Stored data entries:
[Start of section]

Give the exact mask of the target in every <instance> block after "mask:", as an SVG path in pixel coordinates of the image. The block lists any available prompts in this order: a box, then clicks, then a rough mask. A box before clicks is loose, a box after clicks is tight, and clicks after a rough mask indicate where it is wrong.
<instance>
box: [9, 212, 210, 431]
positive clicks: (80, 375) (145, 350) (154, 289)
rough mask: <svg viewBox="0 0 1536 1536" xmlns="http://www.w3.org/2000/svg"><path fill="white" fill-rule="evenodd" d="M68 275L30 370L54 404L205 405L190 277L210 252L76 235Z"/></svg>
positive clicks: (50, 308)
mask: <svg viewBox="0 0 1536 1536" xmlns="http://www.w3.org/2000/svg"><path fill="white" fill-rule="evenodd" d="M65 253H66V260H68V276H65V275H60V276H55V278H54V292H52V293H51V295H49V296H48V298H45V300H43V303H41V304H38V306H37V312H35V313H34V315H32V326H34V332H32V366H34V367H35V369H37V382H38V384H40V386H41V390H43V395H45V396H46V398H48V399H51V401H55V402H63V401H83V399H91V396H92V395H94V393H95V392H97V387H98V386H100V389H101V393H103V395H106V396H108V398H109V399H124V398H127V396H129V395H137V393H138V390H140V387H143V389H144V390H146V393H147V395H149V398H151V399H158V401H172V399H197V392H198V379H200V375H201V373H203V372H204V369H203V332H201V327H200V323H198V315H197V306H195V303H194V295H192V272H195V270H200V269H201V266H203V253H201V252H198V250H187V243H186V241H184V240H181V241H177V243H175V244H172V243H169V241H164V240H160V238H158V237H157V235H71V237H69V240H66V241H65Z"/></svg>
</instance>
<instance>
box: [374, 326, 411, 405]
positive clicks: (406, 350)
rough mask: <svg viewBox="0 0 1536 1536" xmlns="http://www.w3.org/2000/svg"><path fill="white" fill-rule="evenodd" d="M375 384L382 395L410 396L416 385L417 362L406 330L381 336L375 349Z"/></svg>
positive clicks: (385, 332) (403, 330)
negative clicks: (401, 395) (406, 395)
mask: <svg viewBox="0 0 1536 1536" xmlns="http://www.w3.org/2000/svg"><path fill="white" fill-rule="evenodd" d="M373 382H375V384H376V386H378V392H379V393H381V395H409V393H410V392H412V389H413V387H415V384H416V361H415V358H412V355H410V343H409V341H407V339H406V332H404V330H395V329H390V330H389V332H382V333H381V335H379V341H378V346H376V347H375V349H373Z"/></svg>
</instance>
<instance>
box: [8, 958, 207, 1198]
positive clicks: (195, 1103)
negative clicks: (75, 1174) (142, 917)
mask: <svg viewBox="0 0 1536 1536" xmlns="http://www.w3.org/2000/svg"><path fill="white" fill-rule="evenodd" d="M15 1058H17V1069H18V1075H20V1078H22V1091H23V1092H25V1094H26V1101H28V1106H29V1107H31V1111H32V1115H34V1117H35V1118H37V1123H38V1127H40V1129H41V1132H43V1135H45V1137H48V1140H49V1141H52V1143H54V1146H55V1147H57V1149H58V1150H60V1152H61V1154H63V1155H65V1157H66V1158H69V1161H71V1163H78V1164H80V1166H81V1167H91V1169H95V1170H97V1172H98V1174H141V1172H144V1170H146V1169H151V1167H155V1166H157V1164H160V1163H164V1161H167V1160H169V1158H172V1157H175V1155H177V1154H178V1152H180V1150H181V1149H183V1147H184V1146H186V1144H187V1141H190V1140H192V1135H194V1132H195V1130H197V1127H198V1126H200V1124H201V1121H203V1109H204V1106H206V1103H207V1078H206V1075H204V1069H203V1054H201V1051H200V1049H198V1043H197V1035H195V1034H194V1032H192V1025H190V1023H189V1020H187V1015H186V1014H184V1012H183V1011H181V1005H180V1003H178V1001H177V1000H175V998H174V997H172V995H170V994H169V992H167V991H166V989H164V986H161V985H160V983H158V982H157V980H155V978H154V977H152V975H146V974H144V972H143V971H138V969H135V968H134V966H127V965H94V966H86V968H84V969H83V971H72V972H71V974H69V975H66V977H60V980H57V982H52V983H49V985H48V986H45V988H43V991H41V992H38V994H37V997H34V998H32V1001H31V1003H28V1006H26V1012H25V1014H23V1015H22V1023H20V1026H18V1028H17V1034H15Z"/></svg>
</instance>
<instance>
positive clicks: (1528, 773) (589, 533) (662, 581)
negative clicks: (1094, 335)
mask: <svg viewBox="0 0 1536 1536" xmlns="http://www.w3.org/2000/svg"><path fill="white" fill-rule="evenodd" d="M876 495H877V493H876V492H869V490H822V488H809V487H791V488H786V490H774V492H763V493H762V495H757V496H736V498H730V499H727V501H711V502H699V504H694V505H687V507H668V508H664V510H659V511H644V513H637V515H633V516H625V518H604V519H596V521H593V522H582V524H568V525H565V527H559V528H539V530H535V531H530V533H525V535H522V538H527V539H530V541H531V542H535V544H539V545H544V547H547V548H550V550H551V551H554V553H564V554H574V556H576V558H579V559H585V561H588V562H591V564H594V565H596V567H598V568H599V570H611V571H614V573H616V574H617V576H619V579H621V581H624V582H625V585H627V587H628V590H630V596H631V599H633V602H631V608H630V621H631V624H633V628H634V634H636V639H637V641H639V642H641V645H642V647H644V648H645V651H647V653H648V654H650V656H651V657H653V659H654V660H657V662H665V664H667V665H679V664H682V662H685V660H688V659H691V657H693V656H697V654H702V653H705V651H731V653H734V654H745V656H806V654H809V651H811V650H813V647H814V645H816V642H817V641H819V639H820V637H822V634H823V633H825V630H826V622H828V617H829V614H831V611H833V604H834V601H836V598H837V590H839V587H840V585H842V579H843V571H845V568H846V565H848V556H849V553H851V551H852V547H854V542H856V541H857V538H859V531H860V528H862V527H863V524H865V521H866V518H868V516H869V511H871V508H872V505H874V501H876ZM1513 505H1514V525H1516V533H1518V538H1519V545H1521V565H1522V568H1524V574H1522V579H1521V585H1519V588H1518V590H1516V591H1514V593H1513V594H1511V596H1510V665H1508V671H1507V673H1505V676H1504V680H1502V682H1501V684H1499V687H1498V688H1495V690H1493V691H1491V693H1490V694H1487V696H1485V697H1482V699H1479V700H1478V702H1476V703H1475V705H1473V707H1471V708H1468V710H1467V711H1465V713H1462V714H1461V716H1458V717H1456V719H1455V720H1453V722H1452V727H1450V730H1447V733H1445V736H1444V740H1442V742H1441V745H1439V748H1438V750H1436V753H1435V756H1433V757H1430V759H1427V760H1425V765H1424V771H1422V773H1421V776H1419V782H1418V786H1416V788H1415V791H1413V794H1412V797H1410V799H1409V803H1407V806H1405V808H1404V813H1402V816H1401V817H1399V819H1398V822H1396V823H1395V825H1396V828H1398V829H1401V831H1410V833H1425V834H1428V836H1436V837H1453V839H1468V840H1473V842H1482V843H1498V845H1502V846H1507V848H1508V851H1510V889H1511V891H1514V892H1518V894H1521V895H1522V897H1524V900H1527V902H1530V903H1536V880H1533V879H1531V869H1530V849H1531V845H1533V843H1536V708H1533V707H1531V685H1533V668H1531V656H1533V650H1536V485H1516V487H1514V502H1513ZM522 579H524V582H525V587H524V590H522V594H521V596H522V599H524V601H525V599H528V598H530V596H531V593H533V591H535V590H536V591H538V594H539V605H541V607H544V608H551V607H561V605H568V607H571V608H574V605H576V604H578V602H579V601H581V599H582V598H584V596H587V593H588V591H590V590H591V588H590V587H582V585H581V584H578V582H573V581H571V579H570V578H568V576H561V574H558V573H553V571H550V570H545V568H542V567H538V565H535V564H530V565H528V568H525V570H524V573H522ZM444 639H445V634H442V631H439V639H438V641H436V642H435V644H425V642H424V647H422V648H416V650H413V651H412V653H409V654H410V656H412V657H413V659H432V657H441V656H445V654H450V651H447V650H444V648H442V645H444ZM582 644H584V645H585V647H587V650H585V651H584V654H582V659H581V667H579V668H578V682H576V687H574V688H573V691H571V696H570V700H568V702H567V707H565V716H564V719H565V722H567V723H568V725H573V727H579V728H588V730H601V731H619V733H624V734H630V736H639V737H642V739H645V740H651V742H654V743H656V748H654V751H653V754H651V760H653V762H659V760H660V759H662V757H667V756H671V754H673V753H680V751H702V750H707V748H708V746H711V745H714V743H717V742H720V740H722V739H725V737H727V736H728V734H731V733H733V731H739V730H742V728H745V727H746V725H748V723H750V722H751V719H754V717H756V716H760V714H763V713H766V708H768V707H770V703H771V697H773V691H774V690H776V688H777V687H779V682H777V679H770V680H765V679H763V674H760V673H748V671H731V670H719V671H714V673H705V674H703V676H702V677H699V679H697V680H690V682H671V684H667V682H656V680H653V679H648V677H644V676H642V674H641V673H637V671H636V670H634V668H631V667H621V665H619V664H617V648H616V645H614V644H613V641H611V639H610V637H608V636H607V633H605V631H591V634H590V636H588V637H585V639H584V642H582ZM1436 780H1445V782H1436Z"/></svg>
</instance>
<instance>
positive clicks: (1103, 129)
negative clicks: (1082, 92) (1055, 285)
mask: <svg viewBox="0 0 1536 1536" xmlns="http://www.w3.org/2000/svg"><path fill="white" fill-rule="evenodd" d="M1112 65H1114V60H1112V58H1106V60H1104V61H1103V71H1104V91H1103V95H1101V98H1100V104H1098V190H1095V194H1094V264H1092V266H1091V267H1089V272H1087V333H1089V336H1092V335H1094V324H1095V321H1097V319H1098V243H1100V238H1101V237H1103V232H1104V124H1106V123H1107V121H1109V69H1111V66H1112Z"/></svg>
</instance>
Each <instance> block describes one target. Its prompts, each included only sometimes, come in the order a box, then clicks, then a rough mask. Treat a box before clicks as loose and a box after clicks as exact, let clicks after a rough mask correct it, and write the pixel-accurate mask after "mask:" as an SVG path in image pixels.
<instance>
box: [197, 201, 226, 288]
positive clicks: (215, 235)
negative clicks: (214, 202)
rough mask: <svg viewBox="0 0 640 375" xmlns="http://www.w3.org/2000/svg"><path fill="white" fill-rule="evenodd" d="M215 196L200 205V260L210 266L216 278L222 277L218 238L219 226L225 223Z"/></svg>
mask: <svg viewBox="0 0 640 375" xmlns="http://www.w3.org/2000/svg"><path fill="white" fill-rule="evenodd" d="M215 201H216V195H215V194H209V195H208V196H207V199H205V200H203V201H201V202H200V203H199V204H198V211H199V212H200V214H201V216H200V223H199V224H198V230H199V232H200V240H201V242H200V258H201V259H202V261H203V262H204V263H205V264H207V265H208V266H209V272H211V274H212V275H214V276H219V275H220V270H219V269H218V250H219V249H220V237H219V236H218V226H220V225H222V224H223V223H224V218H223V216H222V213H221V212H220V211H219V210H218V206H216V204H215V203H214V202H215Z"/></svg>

[End of section]

= What this task involves =
Report every line in the entries above that contains the word "negative", copying each line in full.

= Exercise answer =
negative clicks: (401, 395) (406, 395)
negative clicks: (75, 1174) (142, 917)
negative clicks: (1094, 335)
negative clicks: (1082, 92) (1055, 285)
negative clicks: (214, 202)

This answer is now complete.